__Task requirements__. Please put all of the material below into a numbered list, leaving out any blank lines.

Items listed in a dataset
+===+

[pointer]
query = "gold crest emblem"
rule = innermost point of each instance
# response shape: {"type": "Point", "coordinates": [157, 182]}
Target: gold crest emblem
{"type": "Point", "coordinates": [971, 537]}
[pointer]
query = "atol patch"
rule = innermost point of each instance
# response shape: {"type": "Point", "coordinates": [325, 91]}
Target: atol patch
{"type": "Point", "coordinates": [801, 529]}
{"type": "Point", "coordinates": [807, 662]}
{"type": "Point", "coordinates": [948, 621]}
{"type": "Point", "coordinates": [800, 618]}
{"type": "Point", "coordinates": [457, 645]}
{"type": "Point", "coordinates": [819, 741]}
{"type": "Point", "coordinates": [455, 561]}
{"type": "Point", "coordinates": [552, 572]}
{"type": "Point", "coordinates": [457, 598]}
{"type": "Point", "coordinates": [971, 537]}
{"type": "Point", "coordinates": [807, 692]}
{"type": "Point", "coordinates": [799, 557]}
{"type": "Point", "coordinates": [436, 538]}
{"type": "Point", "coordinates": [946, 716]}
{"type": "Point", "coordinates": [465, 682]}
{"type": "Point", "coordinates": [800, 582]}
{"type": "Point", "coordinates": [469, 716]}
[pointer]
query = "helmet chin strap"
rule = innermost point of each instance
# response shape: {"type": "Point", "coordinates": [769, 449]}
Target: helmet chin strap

+===+

__Solved problem__.
1. [pointer]
2. query = "gold crest emblem"
3. rule = innermost point of each instance
4. # response shape: {"type": "Point", "coordinates": [157, 182]}
5. Target: gold crest emblem
6. {"type": "Point", "coordinates": [971, 537]}
7. [pointer]
8. query = "atol patch"
9. rule = innermost point of each instance
10. # response shape: {"type": "Point", "coordinates": [325, 91]}
11. Target: atol patch
12. {"type": "Point", "coordinates": [801, 529]}
13. {"type": "Point", "coordinates": [807, 662]}
14. {"type": "Point", "coordinates": [948, 621]}
15. {"type": "Point", "coordinates": [800, 618]}
16. {"type": "Point", "coordinates": [457, 645]}
17. {"type": "Point", "coordinates": [819, 741]}
18. {"type": "Point", "coordinates": [455, 561]}
19. {"type": "Point", "coordinates": [552, 572]}
20. {"type": "Point", "coordinates": [457, 598]}
21. {"type": "Point", "coordinates": [971, 537]}
22. {"type": "Point", "coordinates": [807, 692]}
23. {"type": "Point", "coordinates": [799, 557]}
24. {"type": "Point", "coordinates": [436, 538]}
25. {"type": "Point", "coordinates": [946, 716]}
26. {"type": "Point", "coordinates": [465, 682]}
27. {"type": "Point", "coordinates": [800, 582]}
28. {"type": "Point", "coordinates": [469, 716]}
29. [pointer]
30. query = "helmet chin strap"
31. rule = innermost point of each instance
32. # response shape: {"type": "Point", "coordinates": [769, 449]}
33. Target: helmet chin strap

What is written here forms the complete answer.